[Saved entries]
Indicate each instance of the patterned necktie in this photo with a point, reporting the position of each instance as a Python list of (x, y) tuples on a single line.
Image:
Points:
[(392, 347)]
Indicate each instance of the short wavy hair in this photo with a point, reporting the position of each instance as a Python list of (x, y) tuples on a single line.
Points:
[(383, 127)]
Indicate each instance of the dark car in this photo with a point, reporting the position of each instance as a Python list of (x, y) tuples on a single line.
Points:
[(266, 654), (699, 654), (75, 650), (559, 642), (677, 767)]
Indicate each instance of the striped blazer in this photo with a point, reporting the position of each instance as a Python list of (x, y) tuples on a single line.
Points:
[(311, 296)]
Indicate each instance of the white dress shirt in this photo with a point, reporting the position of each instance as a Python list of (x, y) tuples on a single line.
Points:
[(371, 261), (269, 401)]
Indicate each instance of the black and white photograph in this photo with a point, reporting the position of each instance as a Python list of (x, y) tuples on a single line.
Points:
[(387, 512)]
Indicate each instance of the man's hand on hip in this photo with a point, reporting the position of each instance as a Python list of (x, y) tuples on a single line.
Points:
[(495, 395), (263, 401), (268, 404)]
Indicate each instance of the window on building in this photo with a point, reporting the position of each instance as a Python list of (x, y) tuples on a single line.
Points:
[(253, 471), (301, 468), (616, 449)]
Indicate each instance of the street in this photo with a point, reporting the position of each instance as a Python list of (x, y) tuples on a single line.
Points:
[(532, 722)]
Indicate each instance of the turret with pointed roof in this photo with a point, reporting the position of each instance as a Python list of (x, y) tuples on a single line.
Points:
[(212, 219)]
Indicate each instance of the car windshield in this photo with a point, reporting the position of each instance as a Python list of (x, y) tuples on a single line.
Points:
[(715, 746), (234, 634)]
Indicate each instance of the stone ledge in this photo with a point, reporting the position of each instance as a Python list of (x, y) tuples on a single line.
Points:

> PROBLEM REQUIREMENTS: In the data above, repeat exactly each line from the first through the line that contains "Indicate each instance of the window", and give nothing else.

> SOLUTION TO THIS PROBLEM:
Indicate each instance of the patterned necktie in this photo with a point, reporting the position of each instance as a Python list of (x, y) tuples on a single line.
Image:
Points:
[(392, 347)]
Indicate each instance of the short wavy hair in this photo with a point, reporting the position of each instance as a Python list of (x, y) tuples on a single line.
Points:
[(383, 127)]
Indicate each instance of the dark car in this photo with a point, reporting the position of each instance as a Python list of (x, y) tuples on a single line.
Points:
[(266, 654), (699, 654), (75, 650), (559, 642), (677, 767)]
Indicate each instance of the striped blazer in this photo with a point, reporting the position of each instance as a Python list of (x, y) tuples on a single line.
Points:
[(311, 296)]
Indicate each instance of the white dress shirt in this photo with a point, reporting the position of each instance as a Python list of (x, y) tuples on a single line.
Points:
[(371, 261), (269, 401)]
Indicate each instance of the black and white photograph in this photo with a point, reporting the position of each instance as a Python list of (x, y) tuples on a single line.
Points:
[(387, 512)]
Indicate each instance of the man's hand on hip in this photo with a point, reporting the position of each instance as a Python list of (x, y) tuples on a single line.
Points:
[(495, 395), (263, 401), (268, 404)]
Indicate each instance of the window on building in this photo with a point, reporting the position of each instance as a Python list of (x, y) tuples on a single line.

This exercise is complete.